→ **Source text**:
_____
Objectives
1. Synthesis and characterization of novel porphyrins and porphyrinoids; development of synthetic
tools for their efficient functionalization; exploration of their potential as
a) components for solar energy conversion devices,
b) model systems for heme enzymes to gain insight into mechanisms of dioxygen activation and other
small molecules,
c) photosensitizers in elaborate modular carrier systems for photodynamic therapy of tumors and
photodynamic inactivation of bacteria, fungi, molds, etc.
d) central parts of porphyrin-containing carbon-rich molecules and superstructures.
2. Synthesis and characterization of novel hexaphenylbenzene, hexabenzocoronenes and related
nanographenes;
development of synthetic tools for their efficient functionalization; exploration of their potential as
a) model systems for graphene to gain insight into charge and energy transport properties,
b) novel chiral carbon-based materials;
c) model systems for the controlled N-doping of graphene.
Scientific background
Porphyrins are ubiquitous dyes in nature which govern the most important transformations in living organism – making them aptly named “pigments of life”.
Their inherent photophysical, photochemical, and redox properties are likely responsible for their extensive appearance in Nature. In photosynthesis, porphyrins act as light harvesters in stunningly complex arrays, as electron donors in the reaction center and as electron transporting cofactors. In the respiratory chain, these cofactors play indispensable roles as dioxygen carriers, repositories and activators, the latter essentially delivering the “energy of life” in cytochrome c oxidase. It is not surprising that huge efforts are made to better understand these vital processes, because this may lead to improved artificial solar energy conversion in terms of light – energy – gathering and water splitting. As heme enzymes catalyze very important oxidations in nature, they are also in the focus of intense pharmaceutical research. Even without looking at Nature, porphyrins are fascinating molecules by themselves. They are able to form complexes with all metal ions, some half and even non-metals, often with several oxidation states available and strongly varying coordination geometries. Porphyrins act as sensitizer for singlet oxygen, thus are able to generate highly reactive species from dioxygen in the presence of light. This process, although detrimental in Nature, is used in the photodynamic therapy of tumors (PDT) as well as the photodynamic inactivation of germs. The highly polarizable π-electron system of porphyrins, their ability to either take-up or give-up two electrons in often reversible manner offers a high potential in molecular electronics. In contrast, nanographenes such as hexabenzocoronenes are more or less fully synthetic molecules. Given the fascinating properties of graphene, scientists around the world started to explore its potential in materials applications. A deeper understanding of carbon-rich materials can be obtained by looking at smaller parts or cut-outs of graphene, carbon nanotubes or fullerenes. Thus, hexabenzocoronenes have emerged as very useful model systems which are investigated by many groups worldwide.
_____
→ **Provided material**:
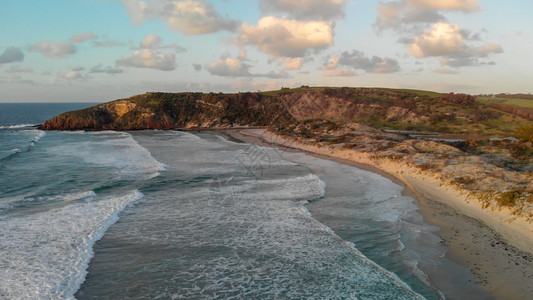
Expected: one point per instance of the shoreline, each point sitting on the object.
_____
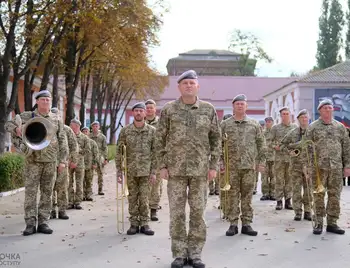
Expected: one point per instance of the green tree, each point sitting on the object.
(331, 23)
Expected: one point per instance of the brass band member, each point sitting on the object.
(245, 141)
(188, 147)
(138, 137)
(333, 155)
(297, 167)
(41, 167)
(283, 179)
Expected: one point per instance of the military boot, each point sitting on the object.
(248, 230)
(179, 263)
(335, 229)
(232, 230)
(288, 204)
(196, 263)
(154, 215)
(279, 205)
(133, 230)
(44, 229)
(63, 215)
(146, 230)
_____
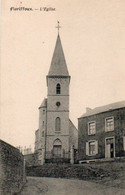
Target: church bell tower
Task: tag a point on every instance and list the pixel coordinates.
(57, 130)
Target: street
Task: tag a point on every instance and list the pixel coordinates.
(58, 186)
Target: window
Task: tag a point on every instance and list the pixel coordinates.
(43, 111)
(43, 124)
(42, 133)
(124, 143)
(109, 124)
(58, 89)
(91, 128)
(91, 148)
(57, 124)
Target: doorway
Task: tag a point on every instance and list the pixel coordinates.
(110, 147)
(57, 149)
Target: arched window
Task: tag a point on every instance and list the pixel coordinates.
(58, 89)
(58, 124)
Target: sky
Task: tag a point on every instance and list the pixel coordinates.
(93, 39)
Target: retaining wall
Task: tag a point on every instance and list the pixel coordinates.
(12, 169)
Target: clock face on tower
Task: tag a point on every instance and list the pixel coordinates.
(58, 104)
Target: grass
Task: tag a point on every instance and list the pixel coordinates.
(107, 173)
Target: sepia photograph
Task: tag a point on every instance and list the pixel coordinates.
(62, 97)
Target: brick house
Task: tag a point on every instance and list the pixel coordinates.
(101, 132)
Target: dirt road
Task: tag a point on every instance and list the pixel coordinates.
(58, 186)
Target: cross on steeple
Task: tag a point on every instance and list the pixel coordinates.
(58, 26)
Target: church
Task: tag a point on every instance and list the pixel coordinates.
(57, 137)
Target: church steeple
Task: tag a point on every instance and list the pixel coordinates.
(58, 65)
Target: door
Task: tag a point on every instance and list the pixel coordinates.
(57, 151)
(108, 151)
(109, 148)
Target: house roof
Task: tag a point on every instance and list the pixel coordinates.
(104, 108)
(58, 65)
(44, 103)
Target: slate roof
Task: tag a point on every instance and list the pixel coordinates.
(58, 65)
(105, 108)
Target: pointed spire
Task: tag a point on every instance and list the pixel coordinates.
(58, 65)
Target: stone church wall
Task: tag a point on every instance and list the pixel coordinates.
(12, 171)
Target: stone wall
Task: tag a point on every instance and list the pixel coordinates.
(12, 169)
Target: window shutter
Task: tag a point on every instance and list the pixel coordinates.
_____
→ **What to do**:
(1) Please list every use that the porphyrin and nanographene text names under its first objective as a potential application of novel porphyrins and porphyrinoids.
(2) Decide whether each statement agrees with the porphyrin and nanographene text, answering yes or no and quoting the words that decide it: (a) Hexabenzocoronenes are more or less fully synthetic molecules. (b) Porphyrins can form complexes only with metal ions. (c) Generating reactive species from dioxygen in light is beneficial in Nature.

→ **Exercise solutions**:
(1)
a) components for solar energy conversion devices
b) model systems for heme enzymes to gain insight into mechanisms of dioxygen activation and other small molecules
c) photosensitizers in elaborate modular carrier systems for photodynamic therapy of tumors and photodynamic inactivation of bacteria, fungi, molds, etc.
d) central parts of porphyrin-containing carbon-rich molecules and superstructures

(2)
(a) Yes: "In contrast, nanographenes such as hexabenzocoronenes are more or less fully synthetic molecules."
(b) No: "They are able to form complexes with all metal ions, some half and even non-metals"
(c) No: "This process, although detrimental in Nature, is used in the photodynamic therapy of tumors (PDT)"